• **Aim**
Reproduce, word for word, the records below, beginning with the line that contains "Box the horizontal" and ending with the line that contains "485 390 553 456", both included.

▼

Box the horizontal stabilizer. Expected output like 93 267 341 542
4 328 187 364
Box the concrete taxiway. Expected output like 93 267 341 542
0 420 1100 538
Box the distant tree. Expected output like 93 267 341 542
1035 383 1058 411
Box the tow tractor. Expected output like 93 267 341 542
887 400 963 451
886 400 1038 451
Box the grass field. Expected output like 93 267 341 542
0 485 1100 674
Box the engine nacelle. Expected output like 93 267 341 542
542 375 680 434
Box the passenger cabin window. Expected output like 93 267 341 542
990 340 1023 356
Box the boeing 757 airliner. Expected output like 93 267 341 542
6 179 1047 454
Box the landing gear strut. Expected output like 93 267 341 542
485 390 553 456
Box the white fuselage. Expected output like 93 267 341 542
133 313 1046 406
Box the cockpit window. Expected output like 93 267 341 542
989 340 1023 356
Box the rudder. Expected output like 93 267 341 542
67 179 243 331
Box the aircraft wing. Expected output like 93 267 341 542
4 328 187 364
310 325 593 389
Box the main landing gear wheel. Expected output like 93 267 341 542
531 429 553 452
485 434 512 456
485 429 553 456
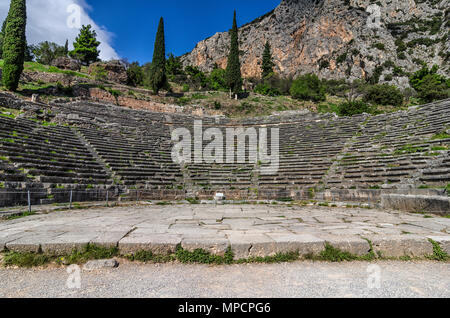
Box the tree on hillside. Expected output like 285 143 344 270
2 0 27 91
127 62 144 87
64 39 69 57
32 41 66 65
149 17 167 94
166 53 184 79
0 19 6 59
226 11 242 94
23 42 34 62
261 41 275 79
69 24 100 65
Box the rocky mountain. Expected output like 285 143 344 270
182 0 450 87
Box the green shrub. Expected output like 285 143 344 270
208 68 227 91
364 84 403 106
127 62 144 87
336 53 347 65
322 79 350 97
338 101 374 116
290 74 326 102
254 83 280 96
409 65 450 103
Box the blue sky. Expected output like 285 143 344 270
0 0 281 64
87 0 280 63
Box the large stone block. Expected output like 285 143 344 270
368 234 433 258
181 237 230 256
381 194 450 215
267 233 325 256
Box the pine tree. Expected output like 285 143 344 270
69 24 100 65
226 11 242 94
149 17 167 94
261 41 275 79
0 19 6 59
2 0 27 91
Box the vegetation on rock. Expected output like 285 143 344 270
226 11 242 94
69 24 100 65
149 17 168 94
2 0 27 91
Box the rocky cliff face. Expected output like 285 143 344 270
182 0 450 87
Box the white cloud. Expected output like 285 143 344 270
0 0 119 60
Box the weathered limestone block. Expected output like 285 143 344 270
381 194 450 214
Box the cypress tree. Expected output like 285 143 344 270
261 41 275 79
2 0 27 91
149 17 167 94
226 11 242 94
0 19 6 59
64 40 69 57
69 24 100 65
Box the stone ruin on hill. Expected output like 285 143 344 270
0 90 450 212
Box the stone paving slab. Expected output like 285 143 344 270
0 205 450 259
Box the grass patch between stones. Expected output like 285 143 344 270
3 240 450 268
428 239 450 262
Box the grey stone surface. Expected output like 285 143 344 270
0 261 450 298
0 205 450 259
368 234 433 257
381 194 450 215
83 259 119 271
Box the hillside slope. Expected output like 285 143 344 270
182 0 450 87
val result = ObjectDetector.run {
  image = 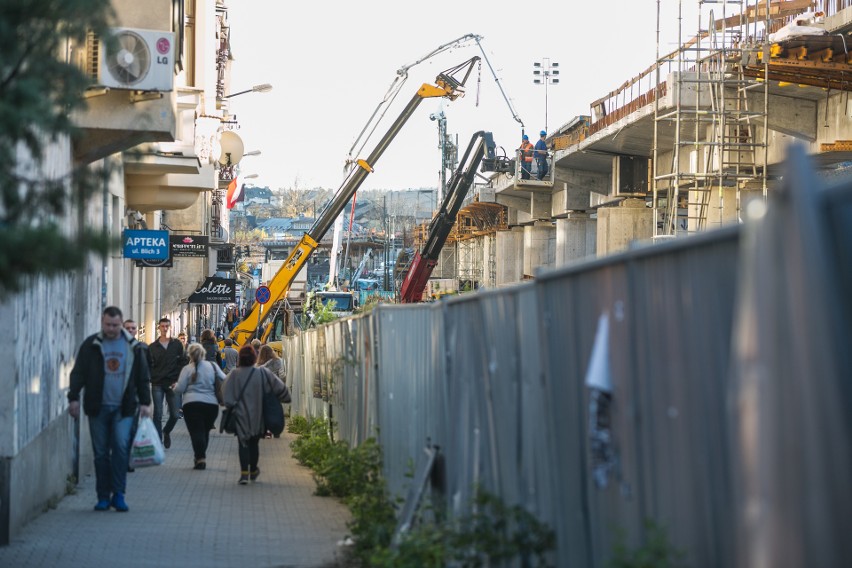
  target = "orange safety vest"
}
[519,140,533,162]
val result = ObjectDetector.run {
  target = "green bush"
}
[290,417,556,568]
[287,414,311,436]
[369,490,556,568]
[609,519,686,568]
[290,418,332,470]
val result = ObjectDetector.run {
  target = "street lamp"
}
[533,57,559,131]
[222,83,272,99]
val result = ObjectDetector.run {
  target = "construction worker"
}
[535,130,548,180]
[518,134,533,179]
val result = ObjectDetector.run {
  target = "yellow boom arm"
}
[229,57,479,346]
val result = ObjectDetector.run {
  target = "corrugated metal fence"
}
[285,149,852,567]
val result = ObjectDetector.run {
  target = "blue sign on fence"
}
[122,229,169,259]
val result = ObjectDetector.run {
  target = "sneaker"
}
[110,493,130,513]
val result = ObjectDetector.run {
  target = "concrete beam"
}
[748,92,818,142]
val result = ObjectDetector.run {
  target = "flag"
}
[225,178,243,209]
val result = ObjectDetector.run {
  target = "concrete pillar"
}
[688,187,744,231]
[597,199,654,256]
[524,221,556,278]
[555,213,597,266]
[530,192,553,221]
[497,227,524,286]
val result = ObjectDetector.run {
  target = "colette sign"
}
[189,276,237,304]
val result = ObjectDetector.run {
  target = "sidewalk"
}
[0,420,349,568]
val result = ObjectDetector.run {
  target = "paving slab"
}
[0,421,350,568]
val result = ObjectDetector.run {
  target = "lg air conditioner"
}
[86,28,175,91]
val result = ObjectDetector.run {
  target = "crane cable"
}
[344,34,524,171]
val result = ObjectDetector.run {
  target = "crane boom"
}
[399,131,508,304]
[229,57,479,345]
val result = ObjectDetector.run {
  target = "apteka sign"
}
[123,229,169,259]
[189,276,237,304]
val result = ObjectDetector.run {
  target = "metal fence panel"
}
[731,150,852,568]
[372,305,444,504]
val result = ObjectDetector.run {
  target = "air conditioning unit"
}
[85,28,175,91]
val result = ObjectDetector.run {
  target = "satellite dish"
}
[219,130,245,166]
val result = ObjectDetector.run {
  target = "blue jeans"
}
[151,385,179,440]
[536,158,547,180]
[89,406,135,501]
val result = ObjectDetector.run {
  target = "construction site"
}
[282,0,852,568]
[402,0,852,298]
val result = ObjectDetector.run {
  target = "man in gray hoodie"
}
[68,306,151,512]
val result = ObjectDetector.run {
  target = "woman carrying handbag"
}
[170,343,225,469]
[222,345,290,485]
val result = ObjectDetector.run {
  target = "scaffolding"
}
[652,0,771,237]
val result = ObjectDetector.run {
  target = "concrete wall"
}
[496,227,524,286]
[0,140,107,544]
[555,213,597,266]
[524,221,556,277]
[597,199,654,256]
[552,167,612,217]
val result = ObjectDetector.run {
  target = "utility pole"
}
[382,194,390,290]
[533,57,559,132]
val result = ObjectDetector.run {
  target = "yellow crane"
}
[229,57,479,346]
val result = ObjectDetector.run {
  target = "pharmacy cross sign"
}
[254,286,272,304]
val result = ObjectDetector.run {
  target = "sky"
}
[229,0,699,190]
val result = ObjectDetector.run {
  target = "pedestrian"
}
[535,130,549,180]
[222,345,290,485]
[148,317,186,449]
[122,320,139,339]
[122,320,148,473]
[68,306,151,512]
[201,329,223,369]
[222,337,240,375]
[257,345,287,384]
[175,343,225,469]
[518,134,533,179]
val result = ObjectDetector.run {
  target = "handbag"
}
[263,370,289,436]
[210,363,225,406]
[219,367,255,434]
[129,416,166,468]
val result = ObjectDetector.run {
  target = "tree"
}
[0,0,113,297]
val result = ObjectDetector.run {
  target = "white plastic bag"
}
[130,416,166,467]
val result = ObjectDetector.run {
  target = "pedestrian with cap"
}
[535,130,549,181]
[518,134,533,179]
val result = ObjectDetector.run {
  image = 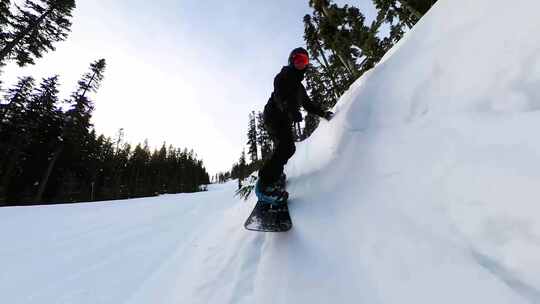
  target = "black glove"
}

▲
▼

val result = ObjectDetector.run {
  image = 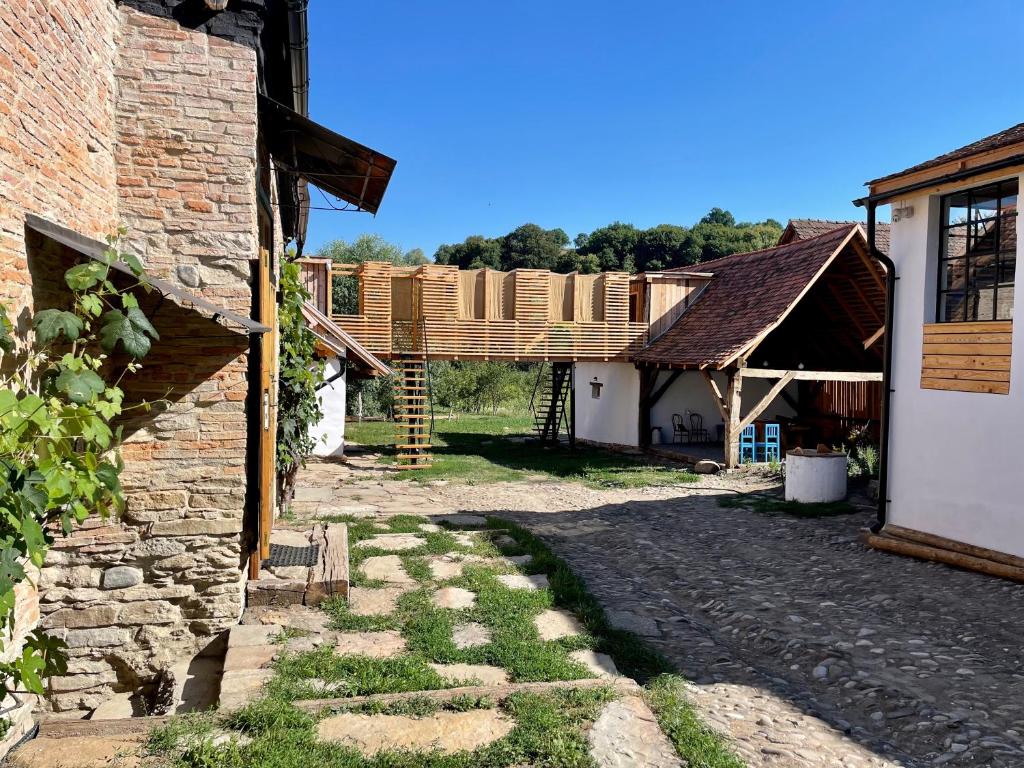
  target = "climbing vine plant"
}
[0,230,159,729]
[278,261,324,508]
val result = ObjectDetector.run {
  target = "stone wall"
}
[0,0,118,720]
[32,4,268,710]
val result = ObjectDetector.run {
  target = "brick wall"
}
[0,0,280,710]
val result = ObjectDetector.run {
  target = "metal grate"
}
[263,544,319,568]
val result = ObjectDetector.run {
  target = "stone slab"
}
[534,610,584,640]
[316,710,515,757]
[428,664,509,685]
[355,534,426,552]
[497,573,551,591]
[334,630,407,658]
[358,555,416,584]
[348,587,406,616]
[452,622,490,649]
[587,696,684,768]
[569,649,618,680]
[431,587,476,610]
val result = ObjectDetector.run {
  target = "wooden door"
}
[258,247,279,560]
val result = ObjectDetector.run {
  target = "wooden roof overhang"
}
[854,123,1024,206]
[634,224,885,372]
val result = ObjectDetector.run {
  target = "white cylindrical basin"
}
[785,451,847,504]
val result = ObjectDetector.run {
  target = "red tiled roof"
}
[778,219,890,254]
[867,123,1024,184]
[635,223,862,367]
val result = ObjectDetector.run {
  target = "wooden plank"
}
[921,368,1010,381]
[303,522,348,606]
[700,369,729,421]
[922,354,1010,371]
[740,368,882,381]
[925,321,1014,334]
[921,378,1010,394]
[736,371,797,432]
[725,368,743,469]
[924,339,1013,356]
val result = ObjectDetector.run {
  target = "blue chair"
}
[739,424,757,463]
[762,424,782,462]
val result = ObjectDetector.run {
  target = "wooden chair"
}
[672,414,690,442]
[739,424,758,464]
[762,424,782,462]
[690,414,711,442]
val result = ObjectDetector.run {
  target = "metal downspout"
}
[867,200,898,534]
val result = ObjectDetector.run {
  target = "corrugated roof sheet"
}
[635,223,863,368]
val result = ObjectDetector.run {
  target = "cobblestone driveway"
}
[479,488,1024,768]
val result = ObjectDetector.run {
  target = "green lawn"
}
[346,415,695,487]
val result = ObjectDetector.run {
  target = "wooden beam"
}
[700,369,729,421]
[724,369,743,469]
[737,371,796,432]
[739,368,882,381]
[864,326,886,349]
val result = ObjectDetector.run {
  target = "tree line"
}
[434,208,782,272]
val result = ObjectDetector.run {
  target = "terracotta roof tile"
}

▲
▼

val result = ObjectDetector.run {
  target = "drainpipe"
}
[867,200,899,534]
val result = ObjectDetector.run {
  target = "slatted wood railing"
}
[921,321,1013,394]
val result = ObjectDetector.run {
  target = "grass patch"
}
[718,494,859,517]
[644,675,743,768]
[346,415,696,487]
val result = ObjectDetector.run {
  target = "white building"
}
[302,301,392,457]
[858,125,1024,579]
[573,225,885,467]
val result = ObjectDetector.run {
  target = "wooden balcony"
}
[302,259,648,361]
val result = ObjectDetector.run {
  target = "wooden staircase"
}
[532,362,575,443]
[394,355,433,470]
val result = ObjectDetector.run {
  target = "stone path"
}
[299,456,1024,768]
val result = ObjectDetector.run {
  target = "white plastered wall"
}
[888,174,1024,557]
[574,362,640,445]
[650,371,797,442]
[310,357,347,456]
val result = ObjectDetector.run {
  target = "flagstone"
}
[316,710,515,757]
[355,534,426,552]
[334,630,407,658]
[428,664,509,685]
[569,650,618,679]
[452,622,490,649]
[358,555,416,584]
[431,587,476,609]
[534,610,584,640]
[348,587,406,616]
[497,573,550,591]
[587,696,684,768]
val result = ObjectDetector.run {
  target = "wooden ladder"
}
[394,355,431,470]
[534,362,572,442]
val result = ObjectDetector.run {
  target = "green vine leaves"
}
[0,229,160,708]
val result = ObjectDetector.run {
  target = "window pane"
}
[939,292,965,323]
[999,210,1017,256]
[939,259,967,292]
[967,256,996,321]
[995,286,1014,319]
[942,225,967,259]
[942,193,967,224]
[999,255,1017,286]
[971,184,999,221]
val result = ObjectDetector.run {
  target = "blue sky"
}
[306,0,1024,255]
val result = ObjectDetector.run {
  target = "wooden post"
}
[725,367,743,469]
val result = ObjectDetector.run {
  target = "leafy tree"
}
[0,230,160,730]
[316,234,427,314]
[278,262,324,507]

▲

• **Solution**
Box the horizontal stabilizer. Expected output like 93 267 341 542
4 328 187 364
Box the concrete taxiway. Expected output like 93 267 341 542
0 420 1100 538
Box the distant tree. Expected output like 93 267 341 542
1035 383 1058 411
Box the tow tractor. Expected output like 93 267 341 542
887 400 963 451
886 400 1038 451
Box the grass field. Expected output like 93 267 341 542
0 485 1100 674
Box the engine nacelle. Expected output like 93 267 341 542
542 375 680 434
Box the passenger cabin window. Expected output like 93 267 341 542
990 340 1023 356
Box the boeing 757 airliner. Expected output like 93 267 341 542
6 179 1047 454
Box the landing gear strut. Expected output like 93 267 341 542
485 390 553 456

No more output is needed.